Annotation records
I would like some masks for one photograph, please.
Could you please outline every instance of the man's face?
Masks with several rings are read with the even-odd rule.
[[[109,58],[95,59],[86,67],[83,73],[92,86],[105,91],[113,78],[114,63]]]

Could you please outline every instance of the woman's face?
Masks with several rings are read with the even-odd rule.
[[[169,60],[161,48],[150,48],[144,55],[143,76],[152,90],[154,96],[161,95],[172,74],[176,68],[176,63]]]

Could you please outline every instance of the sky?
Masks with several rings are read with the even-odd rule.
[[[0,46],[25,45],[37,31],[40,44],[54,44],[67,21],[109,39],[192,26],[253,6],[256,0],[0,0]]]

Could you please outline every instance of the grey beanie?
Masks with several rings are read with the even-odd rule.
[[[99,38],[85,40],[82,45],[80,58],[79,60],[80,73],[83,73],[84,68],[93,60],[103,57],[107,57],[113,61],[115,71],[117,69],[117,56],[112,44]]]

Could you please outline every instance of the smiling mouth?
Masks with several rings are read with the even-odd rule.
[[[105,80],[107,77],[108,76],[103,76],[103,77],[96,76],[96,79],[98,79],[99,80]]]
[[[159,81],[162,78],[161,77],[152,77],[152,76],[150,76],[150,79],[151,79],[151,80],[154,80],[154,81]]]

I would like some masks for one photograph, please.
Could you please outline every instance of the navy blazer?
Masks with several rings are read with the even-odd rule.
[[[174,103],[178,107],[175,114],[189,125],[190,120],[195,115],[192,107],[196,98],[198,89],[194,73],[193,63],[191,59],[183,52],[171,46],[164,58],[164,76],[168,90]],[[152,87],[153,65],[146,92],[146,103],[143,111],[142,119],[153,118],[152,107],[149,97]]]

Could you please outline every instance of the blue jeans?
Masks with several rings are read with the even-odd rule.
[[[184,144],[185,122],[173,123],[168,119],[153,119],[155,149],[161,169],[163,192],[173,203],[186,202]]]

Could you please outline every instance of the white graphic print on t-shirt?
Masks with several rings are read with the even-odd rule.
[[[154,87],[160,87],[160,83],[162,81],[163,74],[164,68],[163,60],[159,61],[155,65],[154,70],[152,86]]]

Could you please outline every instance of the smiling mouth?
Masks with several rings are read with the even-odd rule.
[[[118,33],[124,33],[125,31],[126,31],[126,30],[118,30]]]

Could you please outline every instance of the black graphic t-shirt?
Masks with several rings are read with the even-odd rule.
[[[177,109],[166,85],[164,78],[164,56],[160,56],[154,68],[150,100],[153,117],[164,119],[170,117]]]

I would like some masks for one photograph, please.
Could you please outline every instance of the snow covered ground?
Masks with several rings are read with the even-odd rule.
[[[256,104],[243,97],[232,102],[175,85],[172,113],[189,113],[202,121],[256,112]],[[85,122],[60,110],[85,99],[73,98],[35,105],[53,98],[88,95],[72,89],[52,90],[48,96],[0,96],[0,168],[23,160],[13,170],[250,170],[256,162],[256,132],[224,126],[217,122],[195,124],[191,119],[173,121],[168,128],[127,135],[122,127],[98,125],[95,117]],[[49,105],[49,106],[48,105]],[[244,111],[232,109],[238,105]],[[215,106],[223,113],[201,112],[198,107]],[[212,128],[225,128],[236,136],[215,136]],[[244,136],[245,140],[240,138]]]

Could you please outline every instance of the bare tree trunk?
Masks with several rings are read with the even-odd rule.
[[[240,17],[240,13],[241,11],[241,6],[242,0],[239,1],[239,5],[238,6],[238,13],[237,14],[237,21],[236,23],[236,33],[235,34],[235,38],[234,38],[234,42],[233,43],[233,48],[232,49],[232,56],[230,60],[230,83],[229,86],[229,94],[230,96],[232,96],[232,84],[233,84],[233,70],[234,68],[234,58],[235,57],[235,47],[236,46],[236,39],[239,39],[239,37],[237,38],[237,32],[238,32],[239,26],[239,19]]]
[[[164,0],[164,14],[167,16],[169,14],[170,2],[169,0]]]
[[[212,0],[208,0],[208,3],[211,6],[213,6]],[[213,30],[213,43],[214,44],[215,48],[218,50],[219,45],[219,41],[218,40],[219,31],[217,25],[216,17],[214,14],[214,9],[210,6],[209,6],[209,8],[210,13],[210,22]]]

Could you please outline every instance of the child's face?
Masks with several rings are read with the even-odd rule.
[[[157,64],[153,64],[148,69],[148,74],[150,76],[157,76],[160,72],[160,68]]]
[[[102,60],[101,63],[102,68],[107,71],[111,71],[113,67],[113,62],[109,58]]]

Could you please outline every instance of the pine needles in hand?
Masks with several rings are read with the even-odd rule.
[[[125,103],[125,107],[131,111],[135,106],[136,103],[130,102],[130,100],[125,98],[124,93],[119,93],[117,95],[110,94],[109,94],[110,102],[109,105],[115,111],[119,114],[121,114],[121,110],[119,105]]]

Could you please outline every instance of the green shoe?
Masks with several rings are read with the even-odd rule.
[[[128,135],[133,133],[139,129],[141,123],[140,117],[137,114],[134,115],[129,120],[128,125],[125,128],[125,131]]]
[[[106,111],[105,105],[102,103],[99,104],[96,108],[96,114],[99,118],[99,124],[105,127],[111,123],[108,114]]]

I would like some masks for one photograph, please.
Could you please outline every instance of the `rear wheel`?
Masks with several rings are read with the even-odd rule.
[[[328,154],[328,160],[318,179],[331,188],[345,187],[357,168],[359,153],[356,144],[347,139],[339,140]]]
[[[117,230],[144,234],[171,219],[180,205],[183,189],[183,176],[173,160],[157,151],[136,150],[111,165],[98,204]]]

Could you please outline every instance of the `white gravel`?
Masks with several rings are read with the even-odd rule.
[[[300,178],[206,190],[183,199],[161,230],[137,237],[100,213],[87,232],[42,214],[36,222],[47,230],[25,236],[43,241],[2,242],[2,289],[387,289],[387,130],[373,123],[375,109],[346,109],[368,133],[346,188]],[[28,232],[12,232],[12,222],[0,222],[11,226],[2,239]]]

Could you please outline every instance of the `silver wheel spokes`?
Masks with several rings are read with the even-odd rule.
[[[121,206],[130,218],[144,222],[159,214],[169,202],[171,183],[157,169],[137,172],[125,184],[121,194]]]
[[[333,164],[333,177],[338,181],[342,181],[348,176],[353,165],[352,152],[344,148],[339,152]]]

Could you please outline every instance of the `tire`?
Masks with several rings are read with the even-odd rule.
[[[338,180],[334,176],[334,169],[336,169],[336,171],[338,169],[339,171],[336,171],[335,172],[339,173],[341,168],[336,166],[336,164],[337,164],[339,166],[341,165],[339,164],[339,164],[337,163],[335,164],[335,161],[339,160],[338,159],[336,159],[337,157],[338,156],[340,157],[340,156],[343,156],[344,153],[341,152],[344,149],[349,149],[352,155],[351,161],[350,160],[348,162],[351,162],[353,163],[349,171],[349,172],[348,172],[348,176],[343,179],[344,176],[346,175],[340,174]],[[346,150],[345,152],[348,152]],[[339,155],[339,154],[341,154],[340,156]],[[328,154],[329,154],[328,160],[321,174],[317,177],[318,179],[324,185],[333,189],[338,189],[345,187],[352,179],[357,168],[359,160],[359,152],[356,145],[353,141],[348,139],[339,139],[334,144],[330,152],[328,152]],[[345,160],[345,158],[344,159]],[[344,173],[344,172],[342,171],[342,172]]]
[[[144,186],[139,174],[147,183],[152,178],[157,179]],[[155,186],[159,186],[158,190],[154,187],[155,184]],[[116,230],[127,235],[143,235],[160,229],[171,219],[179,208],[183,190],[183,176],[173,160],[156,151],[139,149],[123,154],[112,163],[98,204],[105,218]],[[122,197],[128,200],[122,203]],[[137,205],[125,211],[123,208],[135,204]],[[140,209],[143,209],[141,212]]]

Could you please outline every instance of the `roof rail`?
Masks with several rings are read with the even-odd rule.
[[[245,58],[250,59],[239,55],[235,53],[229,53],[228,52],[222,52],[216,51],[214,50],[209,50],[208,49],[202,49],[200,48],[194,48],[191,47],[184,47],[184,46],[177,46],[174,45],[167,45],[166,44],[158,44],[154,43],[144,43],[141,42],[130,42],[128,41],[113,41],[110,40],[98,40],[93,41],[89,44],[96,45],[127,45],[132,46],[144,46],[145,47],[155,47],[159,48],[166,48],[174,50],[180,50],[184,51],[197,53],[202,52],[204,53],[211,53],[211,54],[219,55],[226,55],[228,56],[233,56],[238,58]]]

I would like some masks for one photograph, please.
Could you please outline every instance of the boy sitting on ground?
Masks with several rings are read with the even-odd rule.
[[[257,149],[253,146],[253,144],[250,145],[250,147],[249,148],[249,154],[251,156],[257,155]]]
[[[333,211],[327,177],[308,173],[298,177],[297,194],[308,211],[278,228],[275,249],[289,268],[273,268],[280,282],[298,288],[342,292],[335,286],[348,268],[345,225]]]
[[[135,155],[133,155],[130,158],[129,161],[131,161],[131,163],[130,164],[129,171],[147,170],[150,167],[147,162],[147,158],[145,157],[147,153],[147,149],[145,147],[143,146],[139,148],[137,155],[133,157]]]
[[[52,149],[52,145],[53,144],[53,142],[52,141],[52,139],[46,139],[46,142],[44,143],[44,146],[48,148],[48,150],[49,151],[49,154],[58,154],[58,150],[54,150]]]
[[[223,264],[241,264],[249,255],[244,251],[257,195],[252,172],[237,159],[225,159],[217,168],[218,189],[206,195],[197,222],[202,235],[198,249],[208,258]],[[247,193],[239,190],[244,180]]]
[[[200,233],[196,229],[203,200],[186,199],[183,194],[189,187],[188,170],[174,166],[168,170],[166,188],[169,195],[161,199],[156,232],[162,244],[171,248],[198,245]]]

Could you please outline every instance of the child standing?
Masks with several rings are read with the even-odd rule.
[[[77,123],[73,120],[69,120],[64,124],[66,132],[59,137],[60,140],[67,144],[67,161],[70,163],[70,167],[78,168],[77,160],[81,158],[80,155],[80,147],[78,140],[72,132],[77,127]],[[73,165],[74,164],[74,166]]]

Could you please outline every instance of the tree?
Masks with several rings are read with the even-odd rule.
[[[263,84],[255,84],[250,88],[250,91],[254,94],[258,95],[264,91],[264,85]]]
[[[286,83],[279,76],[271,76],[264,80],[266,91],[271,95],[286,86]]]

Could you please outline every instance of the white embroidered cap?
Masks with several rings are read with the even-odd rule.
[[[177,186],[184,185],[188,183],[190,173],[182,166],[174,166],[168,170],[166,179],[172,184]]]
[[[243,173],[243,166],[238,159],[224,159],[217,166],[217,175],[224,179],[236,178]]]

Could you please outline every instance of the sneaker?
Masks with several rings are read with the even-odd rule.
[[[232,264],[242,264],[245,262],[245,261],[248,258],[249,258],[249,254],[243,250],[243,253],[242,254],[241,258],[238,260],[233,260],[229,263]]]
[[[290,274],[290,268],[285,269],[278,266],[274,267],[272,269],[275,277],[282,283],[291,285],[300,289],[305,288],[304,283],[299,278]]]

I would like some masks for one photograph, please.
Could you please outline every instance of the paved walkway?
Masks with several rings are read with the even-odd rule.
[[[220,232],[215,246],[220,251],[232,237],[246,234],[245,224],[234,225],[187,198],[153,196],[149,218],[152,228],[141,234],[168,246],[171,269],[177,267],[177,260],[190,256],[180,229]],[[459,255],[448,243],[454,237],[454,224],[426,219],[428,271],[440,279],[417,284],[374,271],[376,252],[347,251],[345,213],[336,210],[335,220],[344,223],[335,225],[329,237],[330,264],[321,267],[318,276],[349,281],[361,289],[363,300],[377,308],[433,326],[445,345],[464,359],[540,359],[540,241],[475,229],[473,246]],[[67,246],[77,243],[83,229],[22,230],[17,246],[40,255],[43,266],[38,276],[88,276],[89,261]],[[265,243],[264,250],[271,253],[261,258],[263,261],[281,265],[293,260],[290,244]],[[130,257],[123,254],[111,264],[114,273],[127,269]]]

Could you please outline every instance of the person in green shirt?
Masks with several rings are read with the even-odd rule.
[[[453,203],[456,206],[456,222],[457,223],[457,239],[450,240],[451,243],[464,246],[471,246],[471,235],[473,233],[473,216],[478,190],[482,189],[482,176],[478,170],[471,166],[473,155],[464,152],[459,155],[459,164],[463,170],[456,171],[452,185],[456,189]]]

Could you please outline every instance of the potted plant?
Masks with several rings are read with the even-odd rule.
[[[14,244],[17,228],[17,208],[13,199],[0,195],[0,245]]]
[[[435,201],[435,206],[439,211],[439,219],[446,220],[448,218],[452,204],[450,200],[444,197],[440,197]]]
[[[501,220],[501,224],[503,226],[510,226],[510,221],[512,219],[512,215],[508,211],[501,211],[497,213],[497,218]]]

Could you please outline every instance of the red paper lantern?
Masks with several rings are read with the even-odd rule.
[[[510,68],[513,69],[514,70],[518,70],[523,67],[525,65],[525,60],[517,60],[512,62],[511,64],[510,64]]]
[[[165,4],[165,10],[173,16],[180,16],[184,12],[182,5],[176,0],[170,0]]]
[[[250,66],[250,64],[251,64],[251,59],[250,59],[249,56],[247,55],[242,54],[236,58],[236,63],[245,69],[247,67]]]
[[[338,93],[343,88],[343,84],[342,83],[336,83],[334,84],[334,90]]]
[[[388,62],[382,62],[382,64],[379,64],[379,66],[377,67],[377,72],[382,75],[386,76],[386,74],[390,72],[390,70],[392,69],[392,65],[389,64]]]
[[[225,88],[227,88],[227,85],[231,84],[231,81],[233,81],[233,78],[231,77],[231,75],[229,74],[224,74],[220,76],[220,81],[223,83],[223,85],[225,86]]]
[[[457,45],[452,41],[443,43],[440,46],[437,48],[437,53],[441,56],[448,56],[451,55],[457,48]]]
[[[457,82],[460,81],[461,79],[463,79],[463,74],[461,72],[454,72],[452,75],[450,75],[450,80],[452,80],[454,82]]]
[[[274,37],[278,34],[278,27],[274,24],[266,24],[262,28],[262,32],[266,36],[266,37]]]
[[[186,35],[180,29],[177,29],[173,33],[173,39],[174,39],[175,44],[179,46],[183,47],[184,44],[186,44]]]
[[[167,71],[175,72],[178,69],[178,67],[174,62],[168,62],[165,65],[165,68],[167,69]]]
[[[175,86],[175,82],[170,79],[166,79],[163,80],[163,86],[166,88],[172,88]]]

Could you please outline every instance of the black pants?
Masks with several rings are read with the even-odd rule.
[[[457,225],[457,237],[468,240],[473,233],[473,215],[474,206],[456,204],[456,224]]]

- _Goal_
Starting at the line with "Could you please outline every instance of the black pants?", copy every line up to and including the last one in the entries above.

- _Answer below_
Could you please outline every instance of the black pants?
Masks with several rings are read with the even-odd rule.
[[[457,225],[457,237],[468,240],[473,233],[473,215],[474,206],[456,204],[456,224]]]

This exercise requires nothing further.